• [Problem to work on]: Copy every one of the entries below word for word, leaving out the pictures.

• [Data for this exercise]:

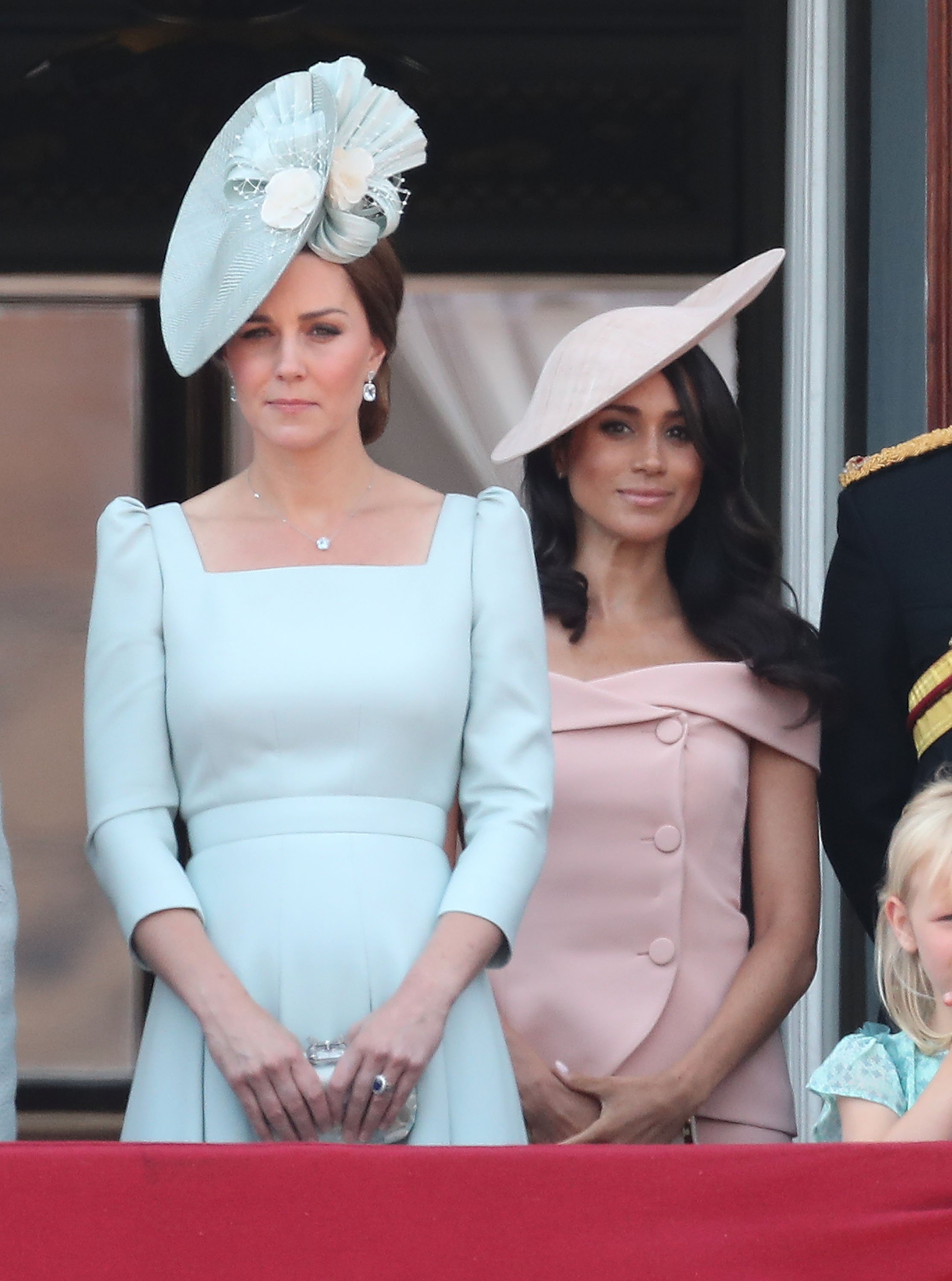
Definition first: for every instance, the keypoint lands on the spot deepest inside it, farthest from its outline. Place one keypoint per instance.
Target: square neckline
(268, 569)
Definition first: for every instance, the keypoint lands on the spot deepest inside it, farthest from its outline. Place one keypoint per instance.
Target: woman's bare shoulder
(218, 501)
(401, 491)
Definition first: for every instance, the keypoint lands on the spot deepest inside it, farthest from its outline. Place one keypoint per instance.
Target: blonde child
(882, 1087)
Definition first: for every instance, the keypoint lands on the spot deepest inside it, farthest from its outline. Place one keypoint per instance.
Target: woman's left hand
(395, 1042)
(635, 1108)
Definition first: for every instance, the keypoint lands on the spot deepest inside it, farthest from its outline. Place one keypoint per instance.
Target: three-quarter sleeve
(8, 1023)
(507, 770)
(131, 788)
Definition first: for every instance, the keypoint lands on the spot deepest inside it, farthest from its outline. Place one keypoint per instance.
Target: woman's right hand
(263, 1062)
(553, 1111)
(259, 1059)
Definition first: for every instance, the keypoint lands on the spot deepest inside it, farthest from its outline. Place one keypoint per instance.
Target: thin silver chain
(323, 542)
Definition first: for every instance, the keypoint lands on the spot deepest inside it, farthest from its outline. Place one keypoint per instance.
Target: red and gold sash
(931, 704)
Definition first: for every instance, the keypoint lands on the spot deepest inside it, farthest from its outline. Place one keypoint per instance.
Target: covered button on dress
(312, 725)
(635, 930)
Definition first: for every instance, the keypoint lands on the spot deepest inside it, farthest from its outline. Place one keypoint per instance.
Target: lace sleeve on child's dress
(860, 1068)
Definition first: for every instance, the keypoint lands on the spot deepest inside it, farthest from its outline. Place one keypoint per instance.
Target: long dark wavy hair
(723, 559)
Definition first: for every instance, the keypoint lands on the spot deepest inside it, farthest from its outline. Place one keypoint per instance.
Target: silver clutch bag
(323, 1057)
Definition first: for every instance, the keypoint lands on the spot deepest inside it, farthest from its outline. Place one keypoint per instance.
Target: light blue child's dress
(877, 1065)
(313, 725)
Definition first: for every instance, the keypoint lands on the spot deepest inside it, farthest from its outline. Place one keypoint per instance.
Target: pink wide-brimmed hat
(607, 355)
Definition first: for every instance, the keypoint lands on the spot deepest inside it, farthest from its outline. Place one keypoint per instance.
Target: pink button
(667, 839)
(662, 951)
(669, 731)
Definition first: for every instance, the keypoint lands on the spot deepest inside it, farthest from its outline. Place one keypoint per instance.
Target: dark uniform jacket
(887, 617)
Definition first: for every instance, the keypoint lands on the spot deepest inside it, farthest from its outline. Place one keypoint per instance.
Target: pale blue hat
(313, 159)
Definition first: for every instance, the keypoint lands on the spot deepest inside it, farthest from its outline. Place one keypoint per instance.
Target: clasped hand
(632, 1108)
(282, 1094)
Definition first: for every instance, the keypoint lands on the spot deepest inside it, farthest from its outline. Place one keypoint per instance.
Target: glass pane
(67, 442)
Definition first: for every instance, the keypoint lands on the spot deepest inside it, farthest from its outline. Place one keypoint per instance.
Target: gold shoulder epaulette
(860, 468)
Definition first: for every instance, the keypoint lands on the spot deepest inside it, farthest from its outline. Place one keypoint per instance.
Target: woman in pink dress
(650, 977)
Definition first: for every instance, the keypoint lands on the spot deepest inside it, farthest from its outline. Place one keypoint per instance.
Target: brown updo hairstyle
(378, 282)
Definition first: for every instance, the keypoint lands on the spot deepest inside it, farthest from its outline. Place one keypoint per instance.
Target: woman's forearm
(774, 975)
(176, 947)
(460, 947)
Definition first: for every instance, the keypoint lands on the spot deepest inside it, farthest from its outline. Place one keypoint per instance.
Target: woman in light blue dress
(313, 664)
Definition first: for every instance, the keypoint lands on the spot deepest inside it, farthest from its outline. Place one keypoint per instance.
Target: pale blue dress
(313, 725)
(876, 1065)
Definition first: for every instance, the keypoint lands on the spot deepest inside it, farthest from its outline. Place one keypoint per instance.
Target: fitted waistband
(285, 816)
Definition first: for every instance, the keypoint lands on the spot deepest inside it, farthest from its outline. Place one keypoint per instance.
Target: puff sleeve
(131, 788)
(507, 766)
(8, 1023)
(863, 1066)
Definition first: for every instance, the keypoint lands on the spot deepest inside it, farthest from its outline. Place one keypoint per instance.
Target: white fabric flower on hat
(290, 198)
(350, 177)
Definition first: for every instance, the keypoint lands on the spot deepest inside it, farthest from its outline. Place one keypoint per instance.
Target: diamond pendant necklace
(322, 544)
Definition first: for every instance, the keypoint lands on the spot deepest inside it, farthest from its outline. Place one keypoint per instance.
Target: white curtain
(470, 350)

• [Correct output]:
Definition first: for every instance, the keypoint lands on the spot deepest inside it, farthest from its outline. Place one keypoint per instance.
Target: square neckline
(268, 569)
Definition first: for every instance, the keypoint lands on the spot deepest inside it, farthest from its outline. Place one keypoint per instance.
Target: woman's bare shoulder
(218, 501)
(401, 491)
Definition first: for every instance, the keypoint lands on the spot deepest inside it, farthest from its outline. Place one keypoint per instance.
Target: blonde child
(882, 1087)
Definition first: for every instance, the keypoint lands on the spot deepest inside it, farthest from its outline. Place one keypoint per instance.
Target: woman's left hand
(395, 1042)
(635, 1108)
Definition first: for every instance, the keypoint lands on the spot deepest inside it, farthest from its outline. Place one keypoint per instance.
Target: three-quarter sleeve
(8, 1023)
(507, 770)
(131, 788)
Definition first: for every instance, the keypoint lands on the spot deepest inside it, farthest from its outline. Place one keypoint per instance.
Target: woman's right hand
(263, 1062)
(553, 1111)
(259, 1059)
Definition first: for every instance, the keypoint lands on the spot deepest inside it, farthest from its outline. Place one keypoint per instance.
Target: thin silver chain
(323, 542)
Definition first: for every instance, the keypoint lands on the spot deepest inside it, farthest from its outline. Place one keypoint per instance.
Target: red and gold sash
(931, 704)
Definition first: for every instance, the keypoint lands on the spot deepest inside it, farthest from its outline. Place one keypoint per instance.
Target: covered button on dress
(312, 725)
(635, 930)
Definition first: for every instance, the keypoint lands on the spot deepest inside it, farthest from its outline. Place one keypoint per instance.
Target: lace sleeve on child's dress
(860, 1068)
Definition first: for every instance, the keypoint lands on the spot deepest inside it, farthest from its outline. Place one keypoint per instance.
Target: long dark wavy hair
(723, 559)
Definition first: for every instance, the keypoint lands on the spot deepest inside it, farthest from its outline. Place one keypoint per instance.
Target: silver clutch bag
(323, 1057)
Definition first: for every instance, the keypoint lands on the spot deepest inside it, farthest from its outline. Place one keypoint per instance.
Target: light blue child's dress
(877, 1065)
(313, 725)
Definition first: for every instance, the keypoint lands on the spot deepest inside it, farthest from its outline. Place one keypoint per instance.
Target: pink wide-brimmed hat
(607, 355)
Definition first: for every instance, the keypoint lands on the spot deepest inside it, farthest from its outline. Place one keypoint per instance.
Target: pink button
(667, 839)
(662, 951)
(669, 731)
Definition first: for every instance, the keypoint lands on the spot deepest inside it, farthest from its outline. Place one keypoint per instance.
Target: dark uniform jacket
(887, 617)
Definition first: for every instance, the keypoint lands on the spot deepest inside it, farthest from its outline. Place one keypoint per instance.
Target: pale blue hat
(313, 159)
Definition first: for every instance, the keypoint lands on the spot deepest inside it, farthest from its outline. Place one keypoint per instance.
Target: clasped hand
(632, 1108)
(282, 1094)
Definition first: for every instance, the keypoint lands on the spot deepest inside it, farthest from its outline. Place one keypoint per instance.
Target: glass pane
(67, 442)
Definition first: for every instance, the keypoint lands on the spot deepest inside it, farthest from its outline. Place one keypoint per instance.
Target: gold shoulder epaulette
(860, 468)
Definition first: for every instance, the keypoint lands on the spot deepest inside it, farthest from its outline. Place one keypoint per instance.
Target: woman in pink dress
(650, 977)
Definition first: for every instance, the keypoint lands on the spot deepest inside it, farthest from its outline. Place one keypoint per instance.
Target: brown updo hairstyle
(378, 282)
Definition first: for every instance, the keypoint lands on the spot deepest inside it, farthest from its outline. Place one keypoint per instance.
Target: woman's forearm
(774, 975)
(176, 947)
(460, 947)
Definition first: for every instance, the keypoint lands on the spot deepest inside it, farthest from its outline. Place one keypoint per instance.
Target: woman in light blue dress
(313, 664)
Definition first: for every instance, the keypoint lands on the spot deepest inside it, farthest from its outline. Place one keypoint per instance.
Target: pale blue dress
(313, 725)
(876, 1065)
Definition first: for every instance, the keypoint lands on the spot deepest inside it, farthest from its outline. Place one keypoint per instance.
Target: fitted waistband
(285, 816)
Definition first: for every instance, the keypoint lands on the spot deepest inside it, farthest from its outline. Place one keypoint per instance.
Target: puff sleeve
(131, 788)
(507, 766)
(8, 1023)
(863, 1066)
Definition first: for every instance, the keypoint lands on the spot deepest inside it, farthest from its outline. Place one keypoint per instance.
Target: white fabric flower on hat
(290, 198)
(350, 177)
Definition first: for every instance, the keypoint lands on the spot deepest inside it, farthest from its outline. Place one keypoint per instance.
Target: diamond pendant necklace
(322, 544)
Definition first: for every instance, the keypoint lands on the spot deepest inside it, farthest from its outline. Place one keypoint per instance.
Target: white curtain
(470, 350)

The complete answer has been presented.